(Raw records)
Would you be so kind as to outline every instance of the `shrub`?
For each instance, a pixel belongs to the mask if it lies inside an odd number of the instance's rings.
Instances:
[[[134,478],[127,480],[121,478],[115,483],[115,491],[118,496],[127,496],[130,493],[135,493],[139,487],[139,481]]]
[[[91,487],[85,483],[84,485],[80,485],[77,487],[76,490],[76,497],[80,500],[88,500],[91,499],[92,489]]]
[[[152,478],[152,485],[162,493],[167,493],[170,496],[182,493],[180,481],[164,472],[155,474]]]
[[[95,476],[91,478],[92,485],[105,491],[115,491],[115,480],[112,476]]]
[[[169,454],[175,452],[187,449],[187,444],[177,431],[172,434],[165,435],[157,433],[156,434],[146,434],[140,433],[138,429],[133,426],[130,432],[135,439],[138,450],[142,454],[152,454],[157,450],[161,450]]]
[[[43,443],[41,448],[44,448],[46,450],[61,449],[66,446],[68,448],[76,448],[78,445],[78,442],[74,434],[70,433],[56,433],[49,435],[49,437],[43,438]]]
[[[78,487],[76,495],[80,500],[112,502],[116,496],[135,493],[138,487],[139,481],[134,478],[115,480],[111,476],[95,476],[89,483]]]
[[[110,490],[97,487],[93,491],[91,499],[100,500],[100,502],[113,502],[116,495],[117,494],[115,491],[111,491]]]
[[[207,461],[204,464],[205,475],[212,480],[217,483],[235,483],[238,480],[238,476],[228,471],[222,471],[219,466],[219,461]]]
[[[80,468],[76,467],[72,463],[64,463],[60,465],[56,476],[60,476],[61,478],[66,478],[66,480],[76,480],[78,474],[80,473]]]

> WORK TO BE COMPLETED
Copy every line of the records above, character for character, with nothing added or left out.

> RESPONSE TO THIS EXERCISE
Would you be so kind as to outline every instance of the `shrub`?
For each instance, a pixel belongs to the mask if it lies inside an odd number of the instance's rings.
Instances:
[[[134,478],[127,480],[121,478],[115,483],[115,491],[118,496],[127,496],[130,493],[135,493],[139,487],[139,481]]]
[[[91,487],[85,483],[84,485],[80,485],[77,487],[76,490],[76,497],[80,500],[88,500],[91,499],[92,489]]]
[[[152,478],[152,485],[162,493],[167,493],[170,496],[182,493],[180,481],[164,472],[155,474]]]
[[[95,476],[91,478],[92,485],[105,491],[115,491],[115,480],[112,476]]]
[[[169,454],[175,452],[187,449],[187,444],[177,431],[172,434],[165,435],[157,433],[156,434],[146,434],[140,433],[138,429],[133,426],[130,432],[135,439],[138,450],[142,454],[152,454],[157,450],[161,450]]]
[[[43,443],[41,448],[44,448],[46,450],[61,449],[66,446],[68,448],[76,448],[78,445],[78,442],[74,434],[70,433],[56,433],[49,435],[49,437],[43,438]]]
[[[78,487],[76,495],[80,500],[112,502],[116,496],[135,493],[138,487],[139,481],[134,478],[115,480],[111,476],[95,476],[89,483]]]
[[[110,490],[97,487],[93,491],[91,499],[100,500],[100,502],[113,502],[116,495],[117,494],[115,491],[111,491]]]
[[[207,461],[204,464],[205,475],[212,480],[217,483],[235,483],[238,480],[238,476],[228,471],[222,471],[219,466],[219,461]]]
[[[80,468],[76,467],[72,463],[64,463],[60,465],[56,476],[60,476],[61,478],[66,478],[66,480],[76,480],[78,474],[80,473]]]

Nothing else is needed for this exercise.